*** Opening of Data under study ***
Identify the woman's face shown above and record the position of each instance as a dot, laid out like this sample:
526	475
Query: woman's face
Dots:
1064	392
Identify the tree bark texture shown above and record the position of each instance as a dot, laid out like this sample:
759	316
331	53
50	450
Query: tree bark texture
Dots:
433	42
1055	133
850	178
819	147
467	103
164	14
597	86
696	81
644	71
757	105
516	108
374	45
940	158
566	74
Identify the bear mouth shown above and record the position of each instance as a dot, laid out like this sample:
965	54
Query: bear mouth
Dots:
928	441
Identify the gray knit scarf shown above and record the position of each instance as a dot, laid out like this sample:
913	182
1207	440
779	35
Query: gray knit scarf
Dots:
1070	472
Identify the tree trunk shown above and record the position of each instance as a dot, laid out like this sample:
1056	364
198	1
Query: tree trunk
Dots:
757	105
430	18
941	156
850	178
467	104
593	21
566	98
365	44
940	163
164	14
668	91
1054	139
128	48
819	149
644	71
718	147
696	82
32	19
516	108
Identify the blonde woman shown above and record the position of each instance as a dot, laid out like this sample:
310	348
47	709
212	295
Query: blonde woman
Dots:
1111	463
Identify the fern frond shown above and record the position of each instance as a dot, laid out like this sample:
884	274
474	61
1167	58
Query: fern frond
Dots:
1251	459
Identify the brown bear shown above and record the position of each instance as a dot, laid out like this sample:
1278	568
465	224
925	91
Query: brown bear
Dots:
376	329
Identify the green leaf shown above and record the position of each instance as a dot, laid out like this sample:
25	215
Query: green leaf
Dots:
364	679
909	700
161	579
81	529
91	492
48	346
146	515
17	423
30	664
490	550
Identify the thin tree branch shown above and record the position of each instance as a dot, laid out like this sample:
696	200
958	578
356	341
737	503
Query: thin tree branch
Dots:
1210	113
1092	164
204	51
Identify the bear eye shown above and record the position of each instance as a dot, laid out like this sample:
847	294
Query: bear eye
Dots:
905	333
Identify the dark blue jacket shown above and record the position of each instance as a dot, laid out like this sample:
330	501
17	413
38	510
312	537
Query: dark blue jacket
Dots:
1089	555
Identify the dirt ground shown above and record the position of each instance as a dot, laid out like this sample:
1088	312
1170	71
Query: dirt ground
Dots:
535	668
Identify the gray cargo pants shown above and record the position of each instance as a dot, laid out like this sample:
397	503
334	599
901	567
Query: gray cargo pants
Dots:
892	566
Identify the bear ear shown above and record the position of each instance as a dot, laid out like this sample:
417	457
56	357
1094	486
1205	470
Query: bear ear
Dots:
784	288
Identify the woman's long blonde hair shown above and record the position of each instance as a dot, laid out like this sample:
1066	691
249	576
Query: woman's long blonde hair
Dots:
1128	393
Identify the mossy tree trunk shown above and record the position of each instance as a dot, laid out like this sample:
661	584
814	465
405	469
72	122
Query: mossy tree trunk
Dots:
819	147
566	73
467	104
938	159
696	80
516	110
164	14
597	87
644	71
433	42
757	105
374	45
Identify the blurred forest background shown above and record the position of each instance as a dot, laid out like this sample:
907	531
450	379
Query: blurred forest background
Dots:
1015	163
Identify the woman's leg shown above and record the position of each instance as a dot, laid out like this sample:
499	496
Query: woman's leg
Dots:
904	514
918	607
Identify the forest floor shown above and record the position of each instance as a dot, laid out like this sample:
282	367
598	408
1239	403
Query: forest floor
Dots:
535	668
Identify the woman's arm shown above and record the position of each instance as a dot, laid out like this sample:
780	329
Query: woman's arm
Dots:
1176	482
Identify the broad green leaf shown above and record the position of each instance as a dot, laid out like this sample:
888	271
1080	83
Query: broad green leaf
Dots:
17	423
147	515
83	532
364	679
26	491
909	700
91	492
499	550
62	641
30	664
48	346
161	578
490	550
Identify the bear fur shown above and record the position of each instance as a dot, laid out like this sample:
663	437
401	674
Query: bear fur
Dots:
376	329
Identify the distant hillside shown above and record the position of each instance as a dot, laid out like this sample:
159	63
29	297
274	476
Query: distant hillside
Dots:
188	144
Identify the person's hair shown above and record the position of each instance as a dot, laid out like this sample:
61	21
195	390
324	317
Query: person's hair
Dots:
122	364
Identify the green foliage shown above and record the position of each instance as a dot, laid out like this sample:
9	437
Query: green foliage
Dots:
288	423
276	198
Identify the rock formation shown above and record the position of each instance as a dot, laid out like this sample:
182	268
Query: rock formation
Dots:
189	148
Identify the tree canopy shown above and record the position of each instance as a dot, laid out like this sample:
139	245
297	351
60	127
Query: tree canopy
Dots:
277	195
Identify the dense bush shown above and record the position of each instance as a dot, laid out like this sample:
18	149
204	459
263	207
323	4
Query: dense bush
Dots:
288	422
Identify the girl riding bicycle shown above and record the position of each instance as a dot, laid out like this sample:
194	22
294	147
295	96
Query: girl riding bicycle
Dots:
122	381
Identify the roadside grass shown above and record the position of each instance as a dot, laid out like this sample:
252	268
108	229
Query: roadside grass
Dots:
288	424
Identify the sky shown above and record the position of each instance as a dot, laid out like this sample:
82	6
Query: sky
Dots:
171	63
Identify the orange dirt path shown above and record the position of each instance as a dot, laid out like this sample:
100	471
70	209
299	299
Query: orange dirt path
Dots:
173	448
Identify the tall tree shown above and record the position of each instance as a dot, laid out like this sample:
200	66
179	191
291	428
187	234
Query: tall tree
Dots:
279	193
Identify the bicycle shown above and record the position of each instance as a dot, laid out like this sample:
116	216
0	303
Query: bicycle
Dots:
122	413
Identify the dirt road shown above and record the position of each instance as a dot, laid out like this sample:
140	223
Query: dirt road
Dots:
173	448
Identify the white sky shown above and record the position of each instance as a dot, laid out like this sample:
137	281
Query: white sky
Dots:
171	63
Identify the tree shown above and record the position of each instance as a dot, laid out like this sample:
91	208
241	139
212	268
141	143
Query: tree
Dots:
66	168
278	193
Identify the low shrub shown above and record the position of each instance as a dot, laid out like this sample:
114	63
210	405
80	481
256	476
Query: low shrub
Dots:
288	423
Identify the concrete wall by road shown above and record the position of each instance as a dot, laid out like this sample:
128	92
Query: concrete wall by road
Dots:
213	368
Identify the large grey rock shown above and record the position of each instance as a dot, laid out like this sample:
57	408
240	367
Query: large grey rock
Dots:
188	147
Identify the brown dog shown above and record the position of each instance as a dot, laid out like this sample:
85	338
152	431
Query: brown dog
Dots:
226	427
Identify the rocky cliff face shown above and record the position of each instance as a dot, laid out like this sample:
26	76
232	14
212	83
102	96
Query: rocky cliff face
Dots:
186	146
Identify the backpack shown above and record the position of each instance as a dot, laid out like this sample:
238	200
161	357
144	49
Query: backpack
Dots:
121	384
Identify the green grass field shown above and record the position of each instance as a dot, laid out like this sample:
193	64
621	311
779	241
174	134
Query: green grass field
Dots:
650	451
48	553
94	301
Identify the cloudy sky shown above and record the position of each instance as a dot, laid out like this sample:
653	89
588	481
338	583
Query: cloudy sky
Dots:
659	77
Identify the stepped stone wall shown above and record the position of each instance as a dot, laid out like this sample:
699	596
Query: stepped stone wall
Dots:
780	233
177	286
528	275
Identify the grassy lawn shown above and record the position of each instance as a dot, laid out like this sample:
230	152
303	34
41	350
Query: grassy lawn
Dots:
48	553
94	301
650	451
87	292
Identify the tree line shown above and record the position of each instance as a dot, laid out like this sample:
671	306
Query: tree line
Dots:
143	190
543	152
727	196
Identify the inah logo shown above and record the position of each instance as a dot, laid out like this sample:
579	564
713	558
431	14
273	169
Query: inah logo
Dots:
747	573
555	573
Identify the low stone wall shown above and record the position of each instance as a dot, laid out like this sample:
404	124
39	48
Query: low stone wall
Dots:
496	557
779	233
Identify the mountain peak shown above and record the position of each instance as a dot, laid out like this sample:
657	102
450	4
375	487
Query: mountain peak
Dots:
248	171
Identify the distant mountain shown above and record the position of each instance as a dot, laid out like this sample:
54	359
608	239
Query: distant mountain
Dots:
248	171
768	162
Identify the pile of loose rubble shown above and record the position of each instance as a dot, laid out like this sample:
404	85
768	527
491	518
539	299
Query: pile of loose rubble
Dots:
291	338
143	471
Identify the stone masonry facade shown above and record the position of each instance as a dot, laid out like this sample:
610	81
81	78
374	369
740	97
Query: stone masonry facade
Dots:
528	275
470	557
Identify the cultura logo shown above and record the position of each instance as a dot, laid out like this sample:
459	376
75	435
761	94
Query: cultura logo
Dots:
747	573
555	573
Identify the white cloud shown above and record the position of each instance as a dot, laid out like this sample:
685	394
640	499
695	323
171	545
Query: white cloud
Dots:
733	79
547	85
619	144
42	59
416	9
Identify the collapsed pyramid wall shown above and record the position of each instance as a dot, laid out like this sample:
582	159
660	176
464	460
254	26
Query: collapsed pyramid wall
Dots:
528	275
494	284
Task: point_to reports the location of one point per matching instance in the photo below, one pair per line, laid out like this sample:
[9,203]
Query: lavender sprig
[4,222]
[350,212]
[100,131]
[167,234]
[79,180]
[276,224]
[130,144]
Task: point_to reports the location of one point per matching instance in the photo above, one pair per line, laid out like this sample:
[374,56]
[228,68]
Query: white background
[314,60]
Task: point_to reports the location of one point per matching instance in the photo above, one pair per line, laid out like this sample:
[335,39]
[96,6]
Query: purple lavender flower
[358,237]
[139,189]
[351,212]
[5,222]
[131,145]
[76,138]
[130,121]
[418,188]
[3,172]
*** Close of Data under study ***
* _What you will do_
Write out, exactly and with nothing else, the lines of the listing above from its first line through the line with "Query: tree bark texture".

* _Answer for the task_
Identify the woman's face shown above and record the position of each instance as a dot, laid out like this sample:
526	475
Query: woman's face
Dots:
1064	392
Identify the tree bark texture shown above and record the position of each instance as a dot, laid out like this sample:
759	316
331	53
50	450
Query: tree bark texture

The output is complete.